** Document segment **
== Segment start ==

5.16.   H&C and hardship: Factors in the country of origin to be considered

 

While A96 and A97 factors may not be considered, the decision-maker must take into account elements related to the hardships that affect the foreign national. Some examples of what those “hardships” may include are:

 

a.      lack of critical of medical/healthcare;

 

b.      discrimination which does not amount to persecution;

 

c.            adverse country conditions that have a direct negative impact

on the applicant.

 

 

[32]           In Caliskan, Justice Hughes found that the officer improperly focused on the risks faced by the applicant and not on the hardship, as required in section 25. He then certified a question on the nature of the risks to be considered under section 25 as amended:

[26]        I find that the Reasons improperly focus on risk and embark on an exercise of distinguishing personalized from generalized risk, which should not be done. The focus should be on hardship, including any adverse country conditions that have a direct negative impact on the applicant. The matter will be sent back for redetermination by a different Officer, having these principles in mind.

 

[27]        I recognize that this case raises a new issue not considered by earlier jurisprudence and will certify the following question:

 

What is the nature of risk, if any, to be assessed with respect to humanitarian and compassionate considerations under section 25 of IRPA, as amended by the Balanced Refugee Reform Act?

 

 

[33]           In the present case, the issue remains whether the hardships — as opposed to the risks that were considered under sections 96 and 97 — would have a direct impact on the applicant. While Justice Hughes indicates that the old “lingo” should be abandoned, he does not suggest that there is no need to assess the hardship of the particular applicant. If that were the case, then as noted in Lalane, cited above, “…every H&C application made by a national of a country with problems would have to be assessed positively, regardless of the individual’s personal situation.”  To justify a H&C exemption, the considerations, including adverse country conditions and discrimination, should have a direct and negative impact on the particular applicant.

 

[34]           The jurisprudence established in Lalane and Ramaischrand can be adapted to the amended section 25. In the present case, the applicant must, therefore, establish the link between the hardship faced generally by young male Tamils and the hardships that he would face upon his return.

 

[35]           The Officer clearly assessed the circumstances that the applicant would face.  The Officer noted that some Tamils are singled out for questioning and detention but this is done on suspicion that those targeted are LTTE supporters or sympathizers. The Officer noted that the applicant’s family in Sri Lanka had not been targeted for mistreatment due to their ethnicity and that there was no evidence that the applicant was a person of interest or that inquiries had been made to his family about his whereabouts. The Officer found that there was insufficient evidence to satisfy her that the applicant will be targeted or to support the applicant’s statements that he would be personally discriminated because of his ethnicity.

 

[36]           The Officer assessed whether and how the adverse country conditions and discrimination against young male Tamils would directly impact the applicant and concluded that any impact would not amount to hardship to warrant an exemption.

 

[37]           As a result of the amendments to section 25, the risks alleged by the applicant of persecution, torture, risk to life or cruel and unusual punishment on the basis of his race and nationality were considered in his refugee and PRRA determination and cannot be reconsidered in the H&C. The H&C considerations focus on other hardships which would not meet the same threshold as required under sections 96 and 97. In some circumstances there may be some overlap between the allegations of risk and of hardship. However, to give effect to the amendments, the assessment should focus on other hardships, including discrimination and adverse country conditions and how they affect the particular applicant, and whether this amounts to unusual and undeserved or disproportionate hardship.

== Segment end ==

** Dataset excerpts **

== Segment start ==

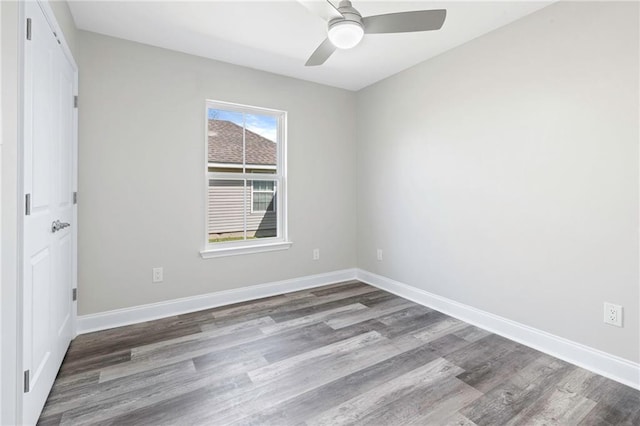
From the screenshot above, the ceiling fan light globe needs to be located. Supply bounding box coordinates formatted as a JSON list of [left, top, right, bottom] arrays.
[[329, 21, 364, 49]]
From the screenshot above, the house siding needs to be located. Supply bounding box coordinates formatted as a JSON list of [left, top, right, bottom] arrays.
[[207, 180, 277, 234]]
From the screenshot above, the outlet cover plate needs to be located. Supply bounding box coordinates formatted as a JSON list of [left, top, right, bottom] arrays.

== Segment end ==
== Segment start ==

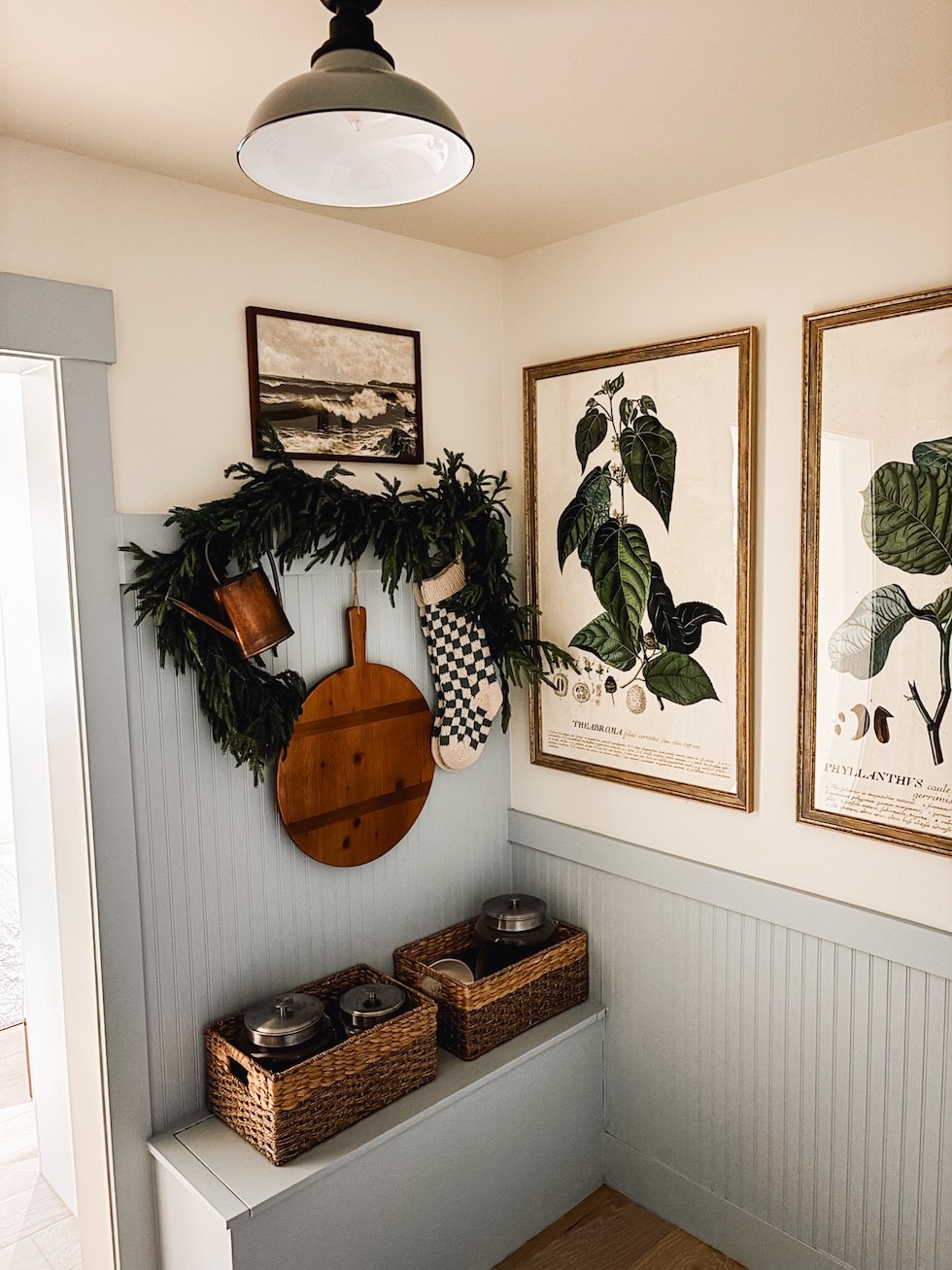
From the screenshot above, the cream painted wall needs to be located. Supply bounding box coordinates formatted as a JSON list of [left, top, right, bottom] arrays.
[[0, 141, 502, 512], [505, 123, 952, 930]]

== Segment end ==
== Segment start ==

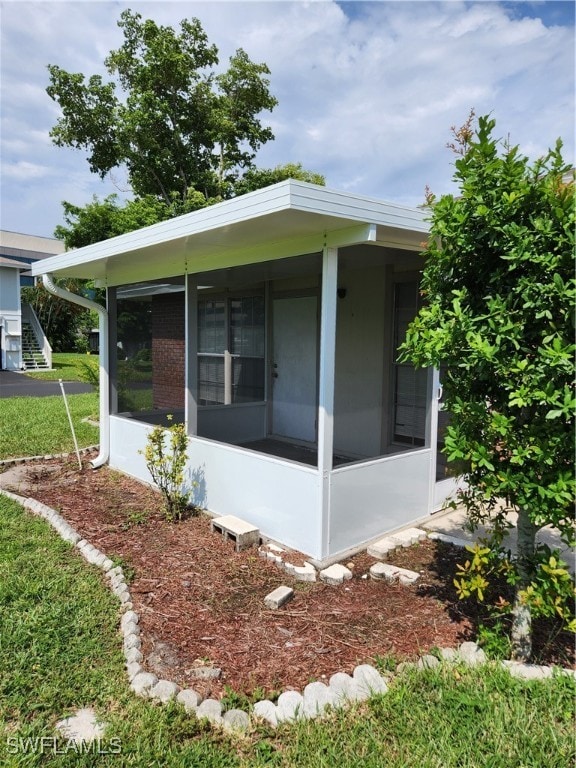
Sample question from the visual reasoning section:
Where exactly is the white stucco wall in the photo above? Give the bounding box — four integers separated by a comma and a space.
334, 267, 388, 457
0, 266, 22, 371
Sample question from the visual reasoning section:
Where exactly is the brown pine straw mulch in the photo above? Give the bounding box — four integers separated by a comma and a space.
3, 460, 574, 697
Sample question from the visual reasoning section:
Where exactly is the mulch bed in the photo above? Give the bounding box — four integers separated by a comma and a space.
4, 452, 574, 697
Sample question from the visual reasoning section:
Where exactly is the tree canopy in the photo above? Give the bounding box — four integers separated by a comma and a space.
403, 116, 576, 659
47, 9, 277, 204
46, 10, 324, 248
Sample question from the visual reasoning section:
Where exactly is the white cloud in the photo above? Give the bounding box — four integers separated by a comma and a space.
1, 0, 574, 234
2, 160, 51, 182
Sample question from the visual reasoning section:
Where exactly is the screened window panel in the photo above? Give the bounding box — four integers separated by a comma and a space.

== Segment end ==

** Your goal **
Reproduce word for word the stretch of the hardship factors text above from "[35]           The Officer" through "of his ethnicity.".

** Task result **
[35]           The Officer clearly assessed the circumstances that the applicant would face.  The Officer noted that some Tamils are singled out for questioning and detention but this is done on suspicion that those targeted are LTTE supporters or sympathizers. The Officer noted that the applicant’s family in Sri Lanka had not been targeted for mistreatment due to their ethnicity and that there was no evidence that the applicant was a person of interest or that inquiries had been made to his family about his whereabouts. The Officer found that there was insufficient evidence to satisfy her that the applicant will be targeted or to support the applicant’s statements that he would be personally discriminated because of his ethnicity.